## Begin
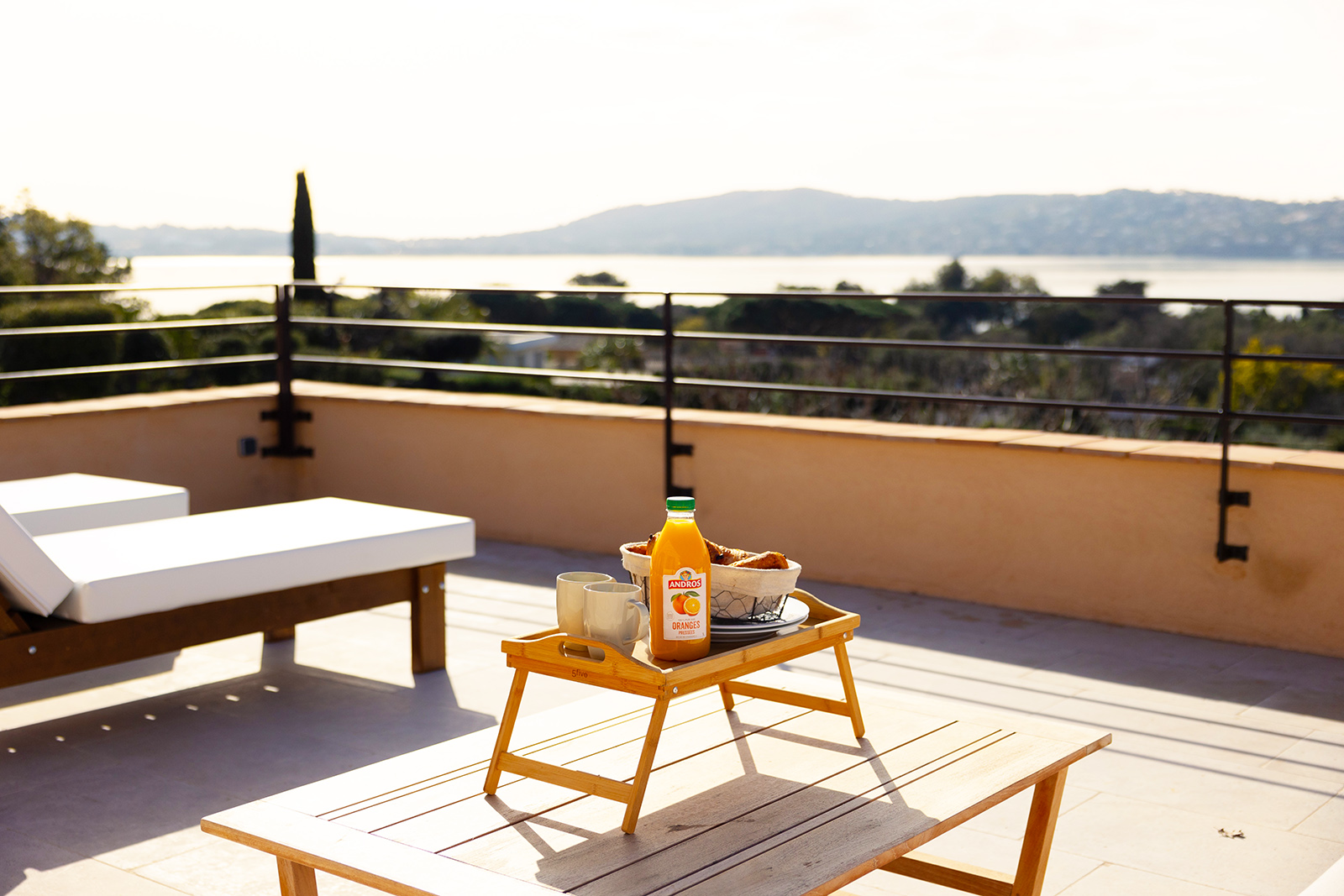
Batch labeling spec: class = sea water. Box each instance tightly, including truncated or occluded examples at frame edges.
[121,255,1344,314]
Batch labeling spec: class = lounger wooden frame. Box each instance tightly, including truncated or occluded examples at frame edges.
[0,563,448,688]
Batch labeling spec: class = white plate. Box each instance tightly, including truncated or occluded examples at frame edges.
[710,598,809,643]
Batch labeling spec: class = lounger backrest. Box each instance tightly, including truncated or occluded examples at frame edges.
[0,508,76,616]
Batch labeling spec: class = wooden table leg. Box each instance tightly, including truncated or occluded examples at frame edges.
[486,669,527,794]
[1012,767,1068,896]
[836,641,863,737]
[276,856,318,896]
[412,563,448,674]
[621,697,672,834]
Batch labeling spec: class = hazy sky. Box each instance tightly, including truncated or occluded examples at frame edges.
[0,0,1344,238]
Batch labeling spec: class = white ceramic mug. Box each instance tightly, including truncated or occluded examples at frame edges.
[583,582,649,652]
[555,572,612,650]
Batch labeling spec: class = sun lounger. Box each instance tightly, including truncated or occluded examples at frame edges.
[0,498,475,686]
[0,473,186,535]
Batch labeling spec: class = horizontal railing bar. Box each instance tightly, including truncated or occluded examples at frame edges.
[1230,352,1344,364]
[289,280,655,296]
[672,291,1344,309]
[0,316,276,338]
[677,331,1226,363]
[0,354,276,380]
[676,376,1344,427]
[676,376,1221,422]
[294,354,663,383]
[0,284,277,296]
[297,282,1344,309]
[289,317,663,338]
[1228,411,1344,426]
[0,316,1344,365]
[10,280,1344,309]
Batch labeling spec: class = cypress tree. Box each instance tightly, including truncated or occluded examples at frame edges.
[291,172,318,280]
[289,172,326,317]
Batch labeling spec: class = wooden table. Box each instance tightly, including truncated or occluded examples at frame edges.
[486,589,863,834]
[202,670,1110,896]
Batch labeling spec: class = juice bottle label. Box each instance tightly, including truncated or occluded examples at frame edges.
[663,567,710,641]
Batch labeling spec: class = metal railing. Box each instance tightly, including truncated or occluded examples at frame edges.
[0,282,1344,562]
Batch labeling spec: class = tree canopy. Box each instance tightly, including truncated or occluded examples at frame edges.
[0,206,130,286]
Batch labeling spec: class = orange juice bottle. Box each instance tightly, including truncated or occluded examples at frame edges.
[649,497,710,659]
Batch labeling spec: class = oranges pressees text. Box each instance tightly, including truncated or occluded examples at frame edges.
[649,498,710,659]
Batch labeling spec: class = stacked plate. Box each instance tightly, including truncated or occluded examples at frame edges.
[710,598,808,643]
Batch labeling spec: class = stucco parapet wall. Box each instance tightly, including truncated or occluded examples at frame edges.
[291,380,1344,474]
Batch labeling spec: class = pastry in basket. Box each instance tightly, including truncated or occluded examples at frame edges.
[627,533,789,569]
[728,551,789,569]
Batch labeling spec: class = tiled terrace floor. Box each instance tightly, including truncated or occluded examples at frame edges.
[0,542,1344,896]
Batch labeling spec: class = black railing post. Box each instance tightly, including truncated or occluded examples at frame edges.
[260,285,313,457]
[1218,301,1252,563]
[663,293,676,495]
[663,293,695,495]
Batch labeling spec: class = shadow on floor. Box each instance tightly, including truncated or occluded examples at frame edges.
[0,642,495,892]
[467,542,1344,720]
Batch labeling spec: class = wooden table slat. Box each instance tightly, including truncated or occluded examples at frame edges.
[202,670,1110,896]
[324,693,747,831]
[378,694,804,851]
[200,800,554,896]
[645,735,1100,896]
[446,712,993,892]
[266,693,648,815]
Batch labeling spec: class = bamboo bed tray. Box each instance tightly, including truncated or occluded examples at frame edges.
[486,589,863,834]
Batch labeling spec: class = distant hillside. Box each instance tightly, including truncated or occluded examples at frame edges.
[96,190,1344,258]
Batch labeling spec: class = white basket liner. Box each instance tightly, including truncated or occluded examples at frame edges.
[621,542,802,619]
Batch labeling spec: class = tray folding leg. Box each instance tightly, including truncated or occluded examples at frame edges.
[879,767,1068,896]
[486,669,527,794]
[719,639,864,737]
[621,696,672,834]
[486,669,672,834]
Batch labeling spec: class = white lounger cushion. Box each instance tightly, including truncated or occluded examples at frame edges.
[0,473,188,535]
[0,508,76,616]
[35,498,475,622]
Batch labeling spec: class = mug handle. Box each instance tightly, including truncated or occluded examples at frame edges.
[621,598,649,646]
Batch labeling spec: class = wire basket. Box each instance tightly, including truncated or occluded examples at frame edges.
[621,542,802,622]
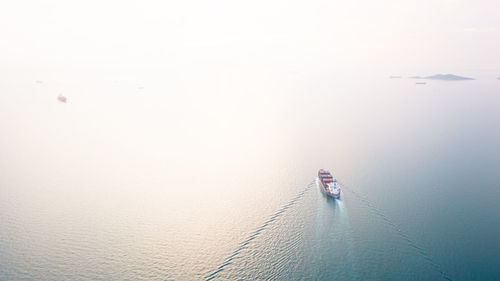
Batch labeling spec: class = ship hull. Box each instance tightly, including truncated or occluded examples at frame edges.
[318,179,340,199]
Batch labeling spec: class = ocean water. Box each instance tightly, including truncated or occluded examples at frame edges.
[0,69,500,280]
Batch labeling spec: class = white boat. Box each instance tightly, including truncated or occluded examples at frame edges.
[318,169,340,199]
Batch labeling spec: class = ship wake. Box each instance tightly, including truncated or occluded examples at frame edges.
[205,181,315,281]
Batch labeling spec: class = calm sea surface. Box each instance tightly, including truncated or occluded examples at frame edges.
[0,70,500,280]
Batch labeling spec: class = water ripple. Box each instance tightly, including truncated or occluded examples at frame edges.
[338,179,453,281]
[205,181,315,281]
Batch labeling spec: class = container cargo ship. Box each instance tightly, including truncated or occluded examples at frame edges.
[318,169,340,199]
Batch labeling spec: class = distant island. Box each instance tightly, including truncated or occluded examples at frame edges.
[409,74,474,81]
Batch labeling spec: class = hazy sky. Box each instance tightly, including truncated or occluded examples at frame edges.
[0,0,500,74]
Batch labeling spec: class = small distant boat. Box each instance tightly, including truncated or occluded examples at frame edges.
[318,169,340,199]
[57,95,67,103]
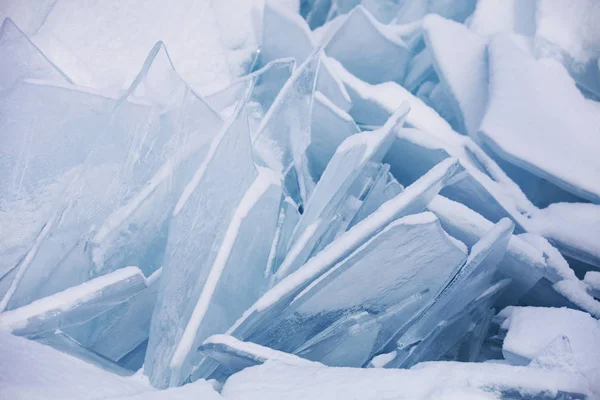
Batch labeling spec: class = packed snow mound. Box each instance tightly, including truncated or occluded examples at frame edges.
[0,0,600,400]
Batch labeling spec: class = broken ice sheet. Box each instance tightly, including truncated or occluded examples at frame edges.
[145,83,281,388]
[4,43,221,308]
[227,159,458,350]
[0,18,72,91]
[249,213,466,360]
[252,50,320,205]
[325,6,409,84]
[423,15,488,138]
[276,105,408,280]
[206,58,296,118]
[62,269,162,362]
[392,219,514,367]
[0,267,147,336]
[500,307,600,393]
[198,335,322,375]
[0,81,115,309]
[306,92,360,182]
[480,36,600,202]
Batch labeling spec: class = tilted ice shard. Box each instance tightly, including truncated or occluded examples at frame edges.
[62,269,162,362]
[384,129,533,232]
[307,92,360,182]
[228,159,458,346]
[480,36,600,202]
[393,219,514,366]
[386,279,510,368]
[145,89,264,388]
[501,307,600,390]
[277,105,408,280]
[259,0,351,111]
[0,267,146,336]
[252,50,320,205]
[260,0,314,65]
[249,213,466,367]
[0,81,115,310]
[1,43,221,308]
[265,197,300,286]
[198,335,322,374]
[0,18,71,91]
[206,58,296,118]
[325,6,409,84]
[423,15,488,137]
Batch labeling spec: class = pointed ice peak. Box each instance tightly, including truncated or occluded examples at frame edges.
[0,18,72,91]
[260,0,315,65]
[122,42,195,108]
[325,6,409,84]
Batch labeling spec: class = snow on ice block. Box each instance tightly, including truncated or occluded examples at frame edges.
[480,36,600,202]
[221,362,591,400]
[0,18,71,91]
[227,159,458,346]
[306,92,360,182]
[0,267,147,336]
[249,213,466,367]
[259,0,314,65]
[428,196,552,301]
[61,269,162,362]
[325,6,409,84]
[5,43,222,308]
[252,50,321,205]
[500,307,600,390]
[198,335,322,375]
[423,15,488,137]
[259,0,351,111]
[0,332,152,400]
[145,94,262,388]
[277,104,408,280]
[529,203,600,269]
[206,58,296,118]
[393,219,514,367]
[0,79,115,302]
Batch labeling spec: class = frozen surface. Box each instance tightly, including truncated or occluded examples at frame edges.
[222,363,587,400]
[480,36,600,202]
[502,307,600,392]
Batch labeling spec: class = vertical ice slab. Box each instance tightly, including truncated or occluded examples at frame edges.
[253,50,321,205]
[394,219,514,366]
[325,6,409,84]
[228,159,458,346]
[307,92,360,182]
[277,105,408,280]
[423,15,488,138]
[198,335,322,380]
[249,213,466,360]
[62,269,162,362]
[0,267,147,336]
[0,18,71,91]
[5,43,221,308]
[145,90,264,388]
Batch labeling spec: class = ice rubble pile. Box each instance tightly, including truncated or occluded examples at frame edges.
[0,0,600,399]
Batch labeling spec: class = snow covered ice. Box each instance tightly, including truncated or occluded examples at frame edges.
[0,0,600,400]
## End
## Begin
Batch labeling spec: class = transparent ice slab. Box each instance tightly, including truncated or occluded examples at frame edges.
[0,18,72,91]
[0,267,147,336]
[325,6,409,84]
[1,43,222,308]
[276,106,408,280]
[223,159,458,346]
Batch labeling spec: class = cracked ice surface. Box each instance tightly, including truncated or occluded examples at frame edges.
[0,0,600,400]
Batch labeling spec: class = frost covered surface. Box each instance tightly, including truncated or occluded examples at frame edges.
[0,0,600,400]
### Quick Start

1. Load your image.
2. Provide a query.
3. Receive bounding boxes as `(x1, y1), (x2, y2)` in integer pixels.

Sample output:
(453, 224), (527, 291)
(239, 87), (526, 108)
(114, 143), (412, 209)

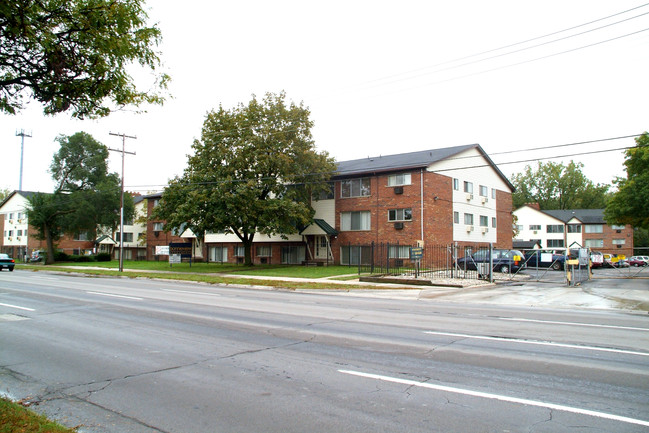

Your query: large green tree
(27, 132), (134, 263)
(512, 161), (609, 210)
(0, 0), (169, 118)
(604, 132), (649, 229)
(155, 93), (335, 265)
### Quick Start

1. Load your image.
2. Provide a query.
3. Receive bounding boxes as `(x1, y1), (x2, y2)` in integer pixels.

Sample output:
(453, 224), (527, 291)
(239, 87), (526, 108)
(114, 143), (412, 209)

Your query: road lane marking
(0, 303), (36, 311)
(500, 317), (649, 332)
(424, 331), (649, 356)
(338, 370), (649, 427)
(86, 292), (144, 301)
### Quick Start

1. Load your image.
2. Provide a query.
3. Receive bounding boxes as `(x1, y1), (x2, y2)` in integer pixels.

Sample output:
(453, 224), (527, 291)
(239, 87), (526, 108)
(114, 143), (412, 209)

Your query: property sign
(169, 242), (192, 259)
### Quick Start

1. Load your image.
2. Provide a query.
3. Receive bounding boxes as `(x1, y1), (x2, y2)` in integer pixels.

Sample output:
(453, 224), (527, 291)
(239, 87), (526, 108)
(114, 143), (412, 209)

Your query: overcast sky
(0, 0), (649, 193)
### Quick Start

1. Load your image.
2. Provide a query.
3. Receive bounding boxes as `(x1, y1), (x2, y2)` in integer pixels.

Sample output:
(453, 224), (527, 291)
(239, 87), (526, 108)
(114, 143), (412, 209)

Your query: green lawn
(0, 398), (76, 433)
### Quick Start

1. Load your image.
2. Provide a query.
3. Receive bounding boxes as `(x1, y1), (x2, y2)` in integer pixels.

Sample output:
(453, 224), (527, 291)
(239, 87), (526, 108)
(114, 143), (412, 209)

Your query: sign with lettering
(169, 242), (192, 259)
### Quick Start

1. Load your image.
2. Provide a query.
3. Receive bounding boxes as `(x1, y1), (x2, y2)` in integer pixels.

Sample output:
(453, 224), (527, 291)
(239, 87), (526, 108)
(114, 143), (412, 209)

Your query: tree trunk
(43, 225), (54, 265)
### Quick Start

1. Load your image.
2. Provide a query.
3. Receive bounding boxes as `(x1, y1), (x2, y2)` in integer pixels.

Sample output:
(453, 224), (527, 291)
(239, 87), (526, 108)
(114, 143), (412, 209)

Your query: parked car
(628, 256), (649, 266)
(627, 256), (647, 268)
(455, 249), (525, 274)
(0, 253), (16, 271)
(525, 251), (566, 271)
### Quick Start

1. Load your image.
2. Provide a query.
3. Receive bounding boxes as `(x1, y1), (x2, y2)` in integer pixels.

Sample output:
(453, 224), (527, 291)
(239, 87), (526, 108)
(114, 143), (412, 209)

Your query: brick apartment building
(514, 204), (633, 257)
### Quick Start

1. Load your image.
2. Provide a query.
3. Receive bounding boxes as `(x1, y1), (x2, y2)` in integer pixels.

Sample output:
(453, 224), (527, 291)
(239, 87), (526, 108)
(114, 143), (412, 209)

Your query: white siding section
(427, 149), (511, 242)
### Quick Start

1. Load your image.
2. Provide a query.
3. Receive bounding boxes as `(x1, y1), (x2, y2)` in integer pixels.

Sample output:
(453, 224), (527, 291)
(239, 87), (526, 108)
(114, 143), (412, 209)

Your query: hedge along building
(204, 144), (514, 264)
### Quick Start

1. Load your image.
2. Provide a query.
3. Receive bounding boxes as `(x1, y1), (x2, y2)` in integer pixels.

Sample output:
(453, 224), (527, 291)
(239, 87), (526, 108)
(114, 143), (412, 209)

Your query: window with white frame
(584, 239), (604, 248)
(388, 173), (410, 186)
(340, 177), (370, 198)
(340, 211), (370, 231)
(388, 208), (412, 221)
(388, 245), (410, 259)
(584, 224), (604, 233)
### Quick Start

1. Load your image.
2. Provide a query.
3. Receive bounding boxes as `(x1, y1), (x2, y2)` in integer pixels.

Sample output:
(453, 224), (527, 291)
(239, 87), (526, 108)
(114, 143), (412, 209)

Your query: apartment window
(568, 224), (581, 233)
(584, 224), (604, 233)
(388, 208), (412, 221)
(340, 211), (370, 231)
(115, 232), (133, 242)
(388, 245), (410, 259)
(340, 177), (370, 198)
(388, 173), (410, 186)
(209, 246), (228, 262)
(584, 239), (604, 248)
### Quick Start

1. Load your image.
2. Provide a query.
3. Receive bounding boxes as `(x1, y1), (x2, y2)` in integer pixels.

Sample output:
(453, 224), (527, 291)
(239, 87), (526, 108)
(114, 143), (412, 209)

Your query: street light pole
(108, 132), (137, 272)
## End
## Begin
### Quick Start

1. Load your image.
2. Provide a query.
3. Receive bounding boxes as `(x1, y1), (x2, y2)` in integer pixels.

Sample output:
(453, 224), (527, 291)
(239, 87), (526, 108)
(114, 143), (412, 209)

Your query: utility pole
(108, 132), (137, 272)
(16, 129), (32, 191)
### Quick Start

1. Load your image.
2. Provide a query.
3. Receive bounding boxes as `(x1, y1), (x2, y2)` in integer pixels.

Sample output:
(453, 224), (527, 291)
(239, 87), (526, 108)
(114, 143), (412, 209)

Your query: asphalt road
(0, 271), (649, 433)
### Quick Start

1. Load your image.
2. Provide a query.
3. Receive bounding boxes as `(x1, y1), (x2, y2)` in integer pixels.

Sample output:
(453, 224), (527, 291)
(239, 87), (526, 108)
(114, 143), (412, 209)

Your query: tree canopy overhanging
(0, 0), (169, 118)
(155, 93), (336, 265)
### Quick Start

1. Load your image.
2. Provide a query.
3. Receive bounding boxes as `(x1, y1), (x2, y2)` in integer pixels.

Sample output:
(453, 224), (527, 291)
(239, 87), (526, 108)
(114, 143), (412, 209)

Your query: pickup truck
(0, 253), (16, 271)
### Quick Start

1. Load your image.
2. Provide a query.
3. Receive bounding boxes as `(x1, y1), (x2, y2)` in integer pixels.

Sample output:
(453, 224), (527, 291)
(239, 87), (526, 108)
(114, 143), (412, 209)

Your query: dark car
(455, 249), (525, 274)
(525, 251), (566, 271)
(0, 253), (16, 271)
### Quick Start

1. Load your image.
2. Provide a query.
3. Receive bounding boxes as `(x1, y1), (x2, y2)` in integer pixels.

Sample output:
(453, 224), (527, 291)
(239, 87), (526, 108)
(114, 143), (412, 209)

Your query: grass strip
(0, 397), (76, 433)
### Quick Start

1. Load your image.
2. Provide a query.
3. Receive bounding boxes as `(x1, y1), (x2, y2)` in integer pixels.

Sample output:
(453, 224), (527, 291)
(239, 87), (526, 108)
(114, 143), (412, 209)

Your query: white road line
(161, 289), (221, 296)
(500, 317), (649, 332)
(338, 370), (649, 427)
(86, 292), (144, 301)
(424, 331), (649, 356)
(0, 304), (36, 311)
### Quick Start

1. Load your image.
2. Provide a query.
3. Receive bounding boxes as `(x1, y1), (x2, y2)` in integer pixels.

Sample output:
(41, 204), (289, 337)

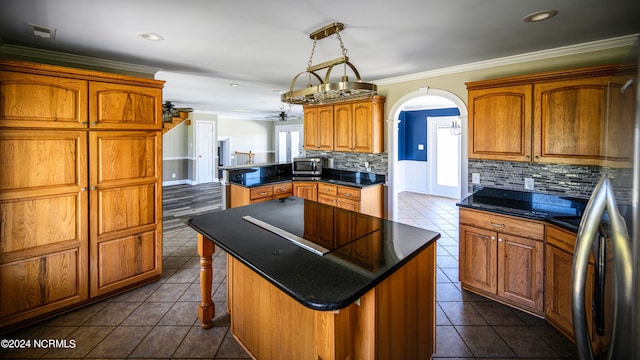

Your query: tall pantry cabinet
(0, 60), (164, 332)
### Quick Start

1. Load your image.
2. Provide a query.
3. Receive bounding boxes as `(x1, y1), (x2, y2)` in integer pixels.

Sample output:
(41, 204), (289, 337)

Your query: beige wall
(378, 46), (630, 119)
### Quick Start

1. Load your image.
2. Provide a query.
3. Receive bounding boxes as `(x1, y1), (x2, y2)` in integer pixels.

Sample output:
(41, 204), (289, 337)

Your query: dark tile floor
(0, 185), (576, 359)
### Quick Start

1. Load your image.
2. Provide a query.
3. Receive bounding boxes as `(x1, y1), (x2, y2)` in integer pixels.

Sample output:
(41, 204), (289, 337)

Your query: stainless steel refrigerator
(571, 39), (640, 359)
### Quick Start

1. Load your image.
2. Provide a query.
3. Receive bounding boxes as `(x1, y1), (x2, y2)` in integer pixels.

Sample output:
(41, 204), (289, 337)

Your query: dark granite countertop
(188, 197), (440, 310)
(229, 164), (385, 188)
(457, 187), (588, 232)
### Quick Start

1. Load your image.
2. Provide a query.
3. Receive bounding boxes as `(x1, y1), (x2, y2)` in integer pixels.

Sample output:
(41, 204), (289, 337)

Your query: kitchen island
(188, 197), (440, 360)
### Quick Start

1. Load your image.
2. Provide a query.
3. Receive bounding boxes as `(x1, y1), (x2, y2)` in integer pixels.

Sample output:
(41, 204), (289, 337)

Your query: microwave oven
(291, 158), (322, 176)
## End
▸ Short exercise
Scale down the data between the lines holding "Batch labeling spec: class = wooden table leg." and "[555,572,612,650]", inclusive. Write out each of those lines, keeping the wording lines unchanged and multiplying every box coordinate by 0.2, rounded to a whole number with halves going up.

▸ Response to the task
Batch labeling spec: class = wooden table leg. Box each instance tightly, including truncated or occluded examples at frame edges.
[97,134,105,159]
[202,153,214,179]
[167,128,173,147]
[55,171,64,179]
[82,113,90,135]
[124,139,134,167]
Batch labeling spec: class = hazy sky. Box each instance tightly, including truncated or occluded examples at frame edges.
[0,0,269,48]
Batch labeling spec: class = white ceramic mug. Box each instance tightly, including truncated or occluded examples at frame edges.
[117,116,130,130]
[111,114,122,130]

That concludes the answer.